[Goal] Return every line in the items below that contains the word "parked".

--- Start Material to process ---

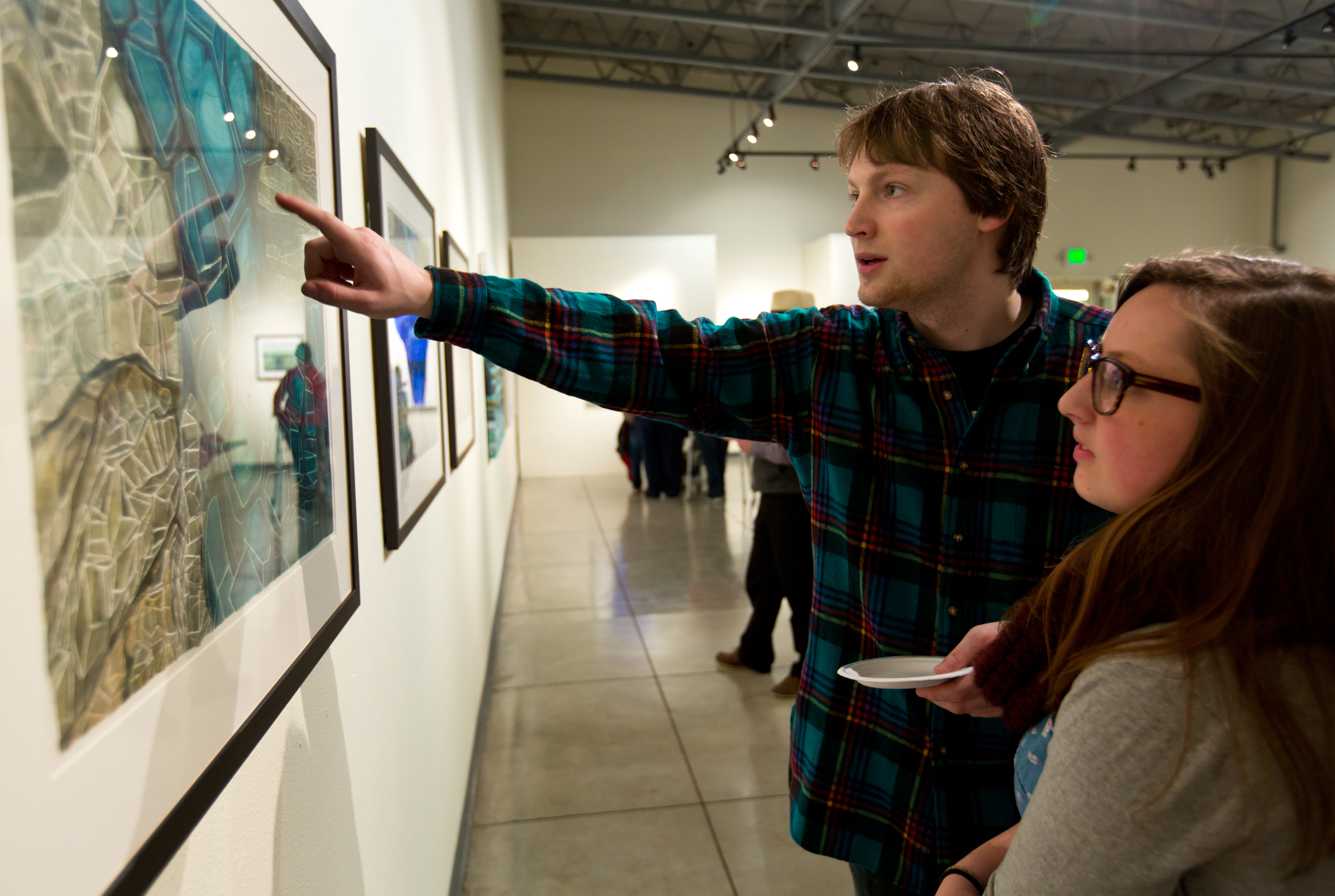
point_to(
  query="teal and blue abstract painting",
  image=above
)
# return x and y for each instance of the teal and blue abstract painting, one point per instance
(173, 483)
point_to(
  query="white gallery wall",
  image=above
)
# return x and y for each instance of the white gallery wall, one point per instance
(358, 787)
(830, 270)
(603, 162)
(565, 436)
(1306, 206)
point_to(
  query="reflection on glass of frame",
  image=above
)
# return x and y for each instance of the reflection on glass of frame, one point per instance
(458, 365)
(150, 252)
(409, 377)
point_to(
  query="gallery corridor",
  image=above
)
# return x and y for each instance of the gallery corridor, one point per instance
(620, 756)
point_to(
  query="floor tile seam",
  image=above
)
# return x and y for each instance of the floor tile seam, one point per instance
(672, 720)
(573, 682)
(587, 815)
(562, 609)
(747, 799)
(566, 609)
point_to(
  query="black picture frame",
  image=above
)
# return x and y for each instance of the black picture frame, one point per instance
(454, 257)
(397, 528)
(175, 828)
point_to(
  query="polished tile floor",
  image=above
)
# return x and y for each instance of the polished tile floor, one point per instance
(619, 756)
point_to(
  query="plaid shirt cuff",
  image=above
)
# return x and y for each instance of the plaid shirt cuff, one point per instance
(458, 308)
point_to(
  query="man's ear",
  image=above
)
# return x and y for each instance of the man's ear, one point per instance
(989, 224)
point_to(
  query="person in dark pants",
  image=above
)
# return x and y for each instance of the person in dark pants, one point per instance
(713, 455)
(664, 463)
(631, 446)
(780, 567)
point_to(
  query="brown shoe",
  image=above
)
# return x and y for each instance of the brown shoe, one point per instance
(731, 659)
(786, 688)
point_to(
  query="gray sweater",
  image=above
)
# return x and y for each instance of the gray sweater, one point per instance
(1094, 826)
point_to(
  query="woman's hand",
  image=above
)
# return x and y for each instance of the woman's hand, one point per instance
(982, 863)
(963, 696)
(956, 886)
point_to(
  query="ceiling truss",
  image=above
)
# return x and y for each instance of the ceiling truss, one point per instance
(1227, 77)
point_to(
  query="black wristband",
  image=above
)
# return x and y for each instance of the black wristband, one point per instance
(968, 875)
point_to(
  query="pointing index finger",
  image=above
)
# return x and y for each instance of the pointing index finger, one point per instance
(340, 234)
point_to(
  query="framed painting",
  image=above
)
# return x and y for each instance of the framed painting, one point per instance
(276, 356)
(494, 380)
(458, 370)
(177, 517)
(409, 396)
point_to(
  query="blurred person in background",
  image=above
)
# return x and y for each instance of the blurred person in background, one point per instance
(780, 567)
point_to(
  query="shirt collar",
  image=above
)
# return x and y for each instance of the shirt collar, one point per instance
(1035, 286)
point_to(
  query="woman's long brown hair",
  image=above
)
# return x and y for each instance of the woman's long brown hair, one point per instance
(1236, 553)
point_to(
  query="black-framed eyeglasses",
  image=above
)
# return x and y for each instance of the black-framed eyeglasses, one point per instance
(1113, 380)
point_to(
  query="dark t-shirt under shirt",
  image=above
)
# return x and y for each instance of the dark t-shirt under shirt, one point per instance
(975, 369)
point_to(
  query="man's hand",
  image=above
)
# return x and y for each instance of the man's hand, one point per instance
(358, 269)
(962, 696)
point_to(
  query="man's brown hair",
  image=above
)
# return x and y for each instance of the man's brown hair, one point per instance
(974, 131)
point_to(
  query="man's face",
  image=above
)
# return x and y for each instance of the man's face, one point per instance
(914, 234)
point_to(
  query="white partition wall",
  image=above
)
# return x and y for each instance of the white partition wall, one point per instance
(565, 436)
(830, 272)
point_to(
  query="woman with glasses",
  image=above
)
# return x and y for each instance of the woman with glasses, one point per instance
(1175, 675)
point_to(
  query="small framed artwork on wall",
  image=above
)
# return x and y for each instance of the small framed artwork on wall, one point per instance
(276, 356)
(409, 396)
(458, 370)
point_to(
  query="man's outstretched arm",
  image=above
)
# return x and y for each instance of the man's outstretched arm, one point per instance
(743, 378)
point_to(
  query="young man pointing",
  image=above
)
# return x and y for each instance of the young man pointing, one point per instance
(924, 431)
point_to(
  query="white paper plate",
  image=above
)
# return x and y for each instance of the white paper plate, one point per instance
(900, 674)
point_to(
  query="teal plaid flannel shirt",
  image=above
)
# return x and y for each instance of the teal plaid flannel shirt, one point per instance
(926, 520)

--- End Material to process ---
--- Start Material to process ---

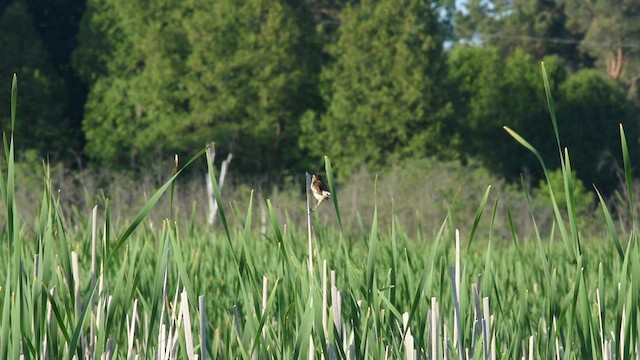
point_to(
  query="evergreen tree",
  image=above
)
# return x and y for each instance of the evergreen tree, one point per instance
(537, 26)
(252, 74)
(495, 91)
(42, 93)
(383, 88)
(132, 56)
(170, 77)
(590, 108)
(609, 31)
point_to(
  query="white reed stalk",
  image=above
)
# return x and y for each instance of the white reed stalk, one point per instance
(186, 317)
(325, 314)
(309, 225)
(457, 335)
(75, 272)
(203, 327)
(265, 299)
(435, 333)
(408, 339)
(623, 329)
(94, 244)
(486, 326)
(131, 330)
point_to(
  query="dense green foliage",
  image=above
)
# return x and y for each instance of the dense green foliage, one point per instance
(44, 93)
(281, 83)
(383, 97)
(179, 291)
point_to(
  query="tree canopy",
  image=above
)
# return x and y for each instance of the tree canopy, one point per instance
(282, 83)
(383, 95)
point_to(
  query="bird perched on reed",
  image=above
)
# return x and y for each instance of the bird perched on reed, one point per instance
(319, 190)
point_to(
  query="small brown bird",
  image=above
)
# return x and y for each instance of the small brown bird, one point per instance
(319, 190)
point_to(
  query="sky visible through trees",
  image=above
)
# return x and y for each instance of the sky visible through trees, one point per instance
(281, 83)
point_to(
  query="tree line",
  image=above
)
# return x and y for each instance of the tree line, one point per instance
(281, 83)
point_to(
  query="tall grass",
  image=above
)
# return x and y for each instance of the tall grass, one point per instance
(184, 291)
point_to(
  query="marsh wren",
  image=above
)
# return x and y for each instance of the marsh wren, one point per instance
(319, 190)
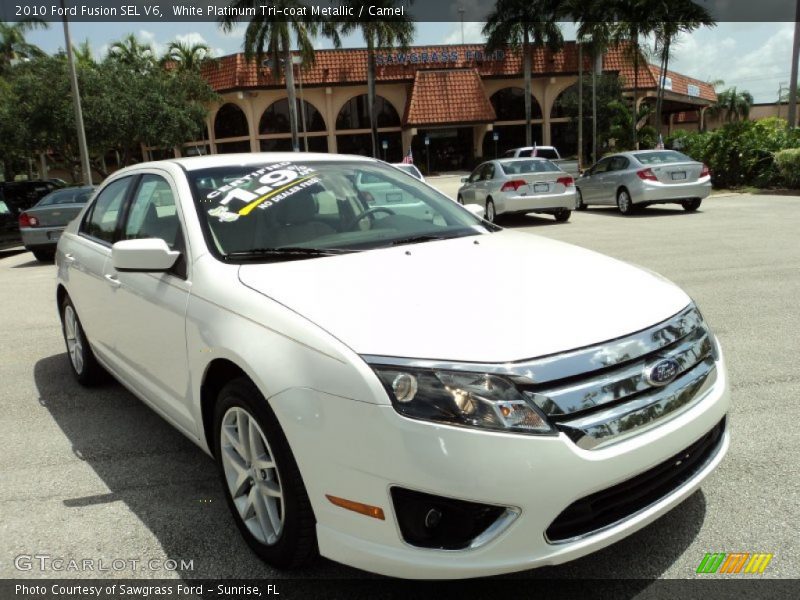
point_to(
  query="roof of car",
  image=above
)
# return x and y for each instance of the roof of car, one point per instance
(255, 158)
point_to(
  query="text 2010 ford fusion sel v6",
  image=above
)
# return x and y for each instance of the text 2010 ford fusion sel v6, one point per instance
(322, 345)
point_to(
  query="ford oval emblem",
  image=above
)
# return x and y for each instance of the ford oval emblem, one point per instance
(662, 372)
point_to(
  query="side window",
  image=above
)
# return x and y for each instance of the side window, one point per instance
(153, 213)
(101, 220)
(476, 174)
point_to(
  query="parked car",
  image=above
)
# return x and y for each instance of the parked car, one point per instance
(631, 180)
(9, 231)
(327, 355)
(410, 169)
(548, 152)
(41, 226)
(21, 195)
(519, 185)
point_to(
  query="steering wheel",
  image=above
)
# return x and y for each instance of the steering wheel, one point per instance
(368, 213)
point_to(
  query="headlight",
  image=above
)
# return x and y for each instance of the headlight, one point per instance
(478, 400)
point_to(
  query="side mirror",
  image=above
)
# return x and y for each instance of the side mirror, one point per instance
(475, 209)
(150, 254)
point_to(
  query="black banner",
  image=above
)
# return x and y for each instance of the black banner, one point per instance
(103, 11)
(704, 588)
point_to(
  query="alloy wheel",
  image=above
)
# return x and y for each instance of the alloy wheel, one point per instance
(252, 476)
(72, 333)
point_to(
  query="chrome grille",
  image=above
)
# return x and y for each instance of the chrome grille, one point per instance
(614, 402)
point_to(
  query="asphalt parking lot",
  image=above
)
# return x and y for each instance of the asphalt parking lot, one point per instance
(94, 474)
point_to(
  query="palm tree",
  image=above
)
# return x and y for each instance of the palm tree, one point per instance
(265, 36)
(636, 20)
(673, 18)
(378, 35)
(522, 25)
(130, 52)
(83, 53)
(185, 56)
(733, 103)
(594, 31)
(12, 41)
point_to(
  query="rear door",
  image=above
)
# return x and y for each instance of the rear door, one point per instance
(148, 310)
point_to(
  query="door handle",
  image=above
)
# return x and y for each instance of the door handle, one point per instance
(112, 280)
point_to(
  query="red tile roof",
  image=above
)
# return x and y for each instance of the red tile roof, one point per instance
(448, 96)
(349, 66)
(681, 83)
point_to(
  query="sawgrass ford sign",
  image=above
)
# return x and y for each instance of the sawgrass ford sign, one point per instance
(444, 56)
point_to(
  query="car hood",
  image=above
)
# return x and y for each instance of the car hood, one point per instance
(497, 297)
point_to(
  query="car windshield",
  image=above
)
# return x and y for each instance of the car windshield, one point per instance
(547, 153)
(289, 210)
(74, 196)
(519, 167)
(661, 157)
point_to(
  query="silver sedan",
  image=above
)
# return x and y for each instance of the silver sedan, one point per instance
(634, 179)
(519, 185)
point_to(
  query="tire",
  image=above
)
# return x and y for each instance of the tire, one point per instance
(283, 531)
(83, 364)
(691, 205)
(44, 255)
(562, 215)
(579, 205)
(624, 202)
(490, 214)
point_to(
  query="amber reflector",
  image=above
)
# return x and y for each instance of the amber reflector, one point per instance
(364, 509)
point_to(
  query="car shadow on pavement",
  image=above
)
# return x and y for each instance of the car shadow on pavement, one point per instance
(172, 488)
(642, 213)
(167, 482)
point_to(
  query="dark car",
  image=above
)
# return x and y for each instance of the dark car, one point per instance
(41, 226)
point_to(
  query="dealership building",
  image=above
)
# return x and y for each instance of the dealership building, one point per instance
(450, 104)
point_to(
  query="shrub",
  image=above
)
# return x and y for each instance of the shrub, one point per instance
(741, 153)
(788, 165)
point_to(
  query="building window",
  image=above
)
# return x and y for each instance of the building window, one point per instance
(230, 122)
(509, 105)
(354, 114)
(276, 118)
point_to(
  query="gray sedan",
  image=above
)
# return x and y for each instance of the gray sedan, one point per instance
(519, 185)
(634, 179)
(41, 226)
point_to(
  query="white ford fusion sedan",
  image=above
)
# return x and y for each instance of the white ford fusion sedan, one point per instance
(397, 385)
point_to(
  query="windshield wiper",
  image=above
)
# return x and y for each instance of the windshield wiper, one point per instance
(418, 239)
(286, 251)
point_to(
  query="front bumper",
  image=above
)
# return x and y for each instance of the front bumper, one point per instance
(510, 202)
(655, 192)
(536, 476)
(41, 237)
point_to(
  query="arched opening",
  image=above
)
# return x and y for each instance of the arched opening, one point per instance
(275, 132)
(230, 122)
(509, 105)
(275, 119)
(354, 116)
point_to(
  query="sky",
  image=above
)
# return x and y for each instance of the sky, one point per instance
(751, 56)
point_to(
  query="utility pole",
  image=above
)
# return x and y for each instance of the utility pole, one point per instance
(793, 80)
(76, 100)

--- End Material to process ---
--- Start Material to process ---

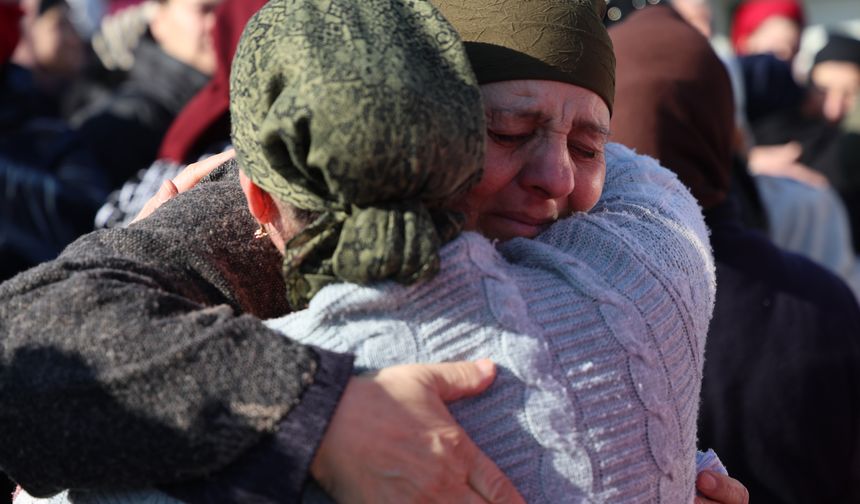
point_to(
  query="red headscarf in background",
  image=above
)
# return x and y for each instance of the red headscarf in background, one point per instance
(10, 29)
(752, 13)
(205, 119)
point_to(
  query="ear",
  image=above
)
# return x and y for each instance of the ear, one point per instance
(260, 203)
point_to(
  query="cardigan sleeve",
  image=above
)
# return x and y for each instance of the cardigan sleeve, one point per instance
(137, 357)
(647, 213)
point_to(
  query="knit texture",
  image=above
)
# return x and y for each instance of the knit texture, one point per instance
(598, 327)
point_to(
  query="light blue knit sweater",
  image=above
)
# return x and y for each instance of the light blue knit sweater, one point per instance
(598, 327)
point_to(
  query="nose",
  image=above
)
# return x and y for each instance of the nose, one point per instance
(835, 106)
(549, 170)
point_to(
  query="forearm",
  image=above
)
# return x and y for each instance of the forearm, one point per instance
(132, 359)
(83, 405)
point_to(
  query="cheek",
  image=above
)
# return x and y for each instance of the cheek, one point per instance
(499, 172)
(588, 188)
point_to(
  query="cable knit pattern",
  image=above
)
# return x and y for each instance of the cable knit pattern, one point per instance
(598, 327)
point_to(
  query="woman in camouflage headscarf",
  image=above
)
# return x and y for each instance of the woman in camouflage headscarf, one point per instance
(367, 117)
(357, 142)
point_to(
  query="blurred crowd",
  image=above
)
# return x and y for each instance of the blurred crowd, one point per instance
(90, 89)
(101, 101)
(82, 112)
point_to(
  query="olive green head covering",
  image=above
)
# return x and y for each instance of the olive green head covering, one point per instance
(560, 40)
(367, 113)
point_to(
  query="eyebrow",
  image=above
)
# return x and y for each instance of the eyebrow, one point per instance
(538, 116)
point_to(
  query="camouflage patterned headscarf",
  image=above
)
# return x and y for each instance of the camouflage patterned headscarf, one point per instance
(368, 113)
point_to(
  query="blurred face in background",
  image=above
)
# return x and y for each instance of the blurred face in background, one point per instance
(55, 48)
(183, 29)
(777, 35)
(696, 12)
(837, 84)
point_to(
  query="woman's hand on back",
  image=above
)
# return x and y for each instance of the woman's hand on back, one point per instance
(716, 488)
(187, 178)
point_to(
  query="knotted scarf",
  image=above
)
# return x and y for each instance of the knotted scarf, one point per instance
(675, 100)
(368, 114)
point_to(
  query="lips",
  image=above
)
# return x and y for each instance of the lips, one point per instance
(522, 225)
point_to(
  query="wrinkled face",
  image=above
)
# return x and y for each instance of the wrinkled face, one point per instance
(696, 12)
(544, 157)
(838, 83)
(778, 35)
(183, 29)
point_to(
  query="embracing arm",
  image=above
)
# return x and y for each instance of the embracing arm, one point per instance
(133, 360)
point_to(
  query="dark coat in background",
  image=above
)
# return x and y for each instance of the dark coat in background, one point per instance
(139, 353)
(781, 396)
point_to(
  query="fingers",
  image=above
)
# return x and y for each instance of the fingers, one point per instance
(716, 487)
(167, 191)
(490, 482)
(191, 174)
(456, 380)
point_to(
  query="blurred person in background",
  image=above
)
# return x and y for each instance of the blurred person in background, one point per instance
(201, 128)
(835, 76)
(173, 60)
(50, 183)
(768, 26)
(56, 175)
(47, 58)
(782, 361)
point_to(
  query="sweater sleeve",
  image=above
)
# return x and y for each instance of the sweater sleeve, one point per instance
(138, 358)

--- End Material to process ---

[Full answer]
  query="parked car",
# return x and y for each instance of the parked car, one point per instance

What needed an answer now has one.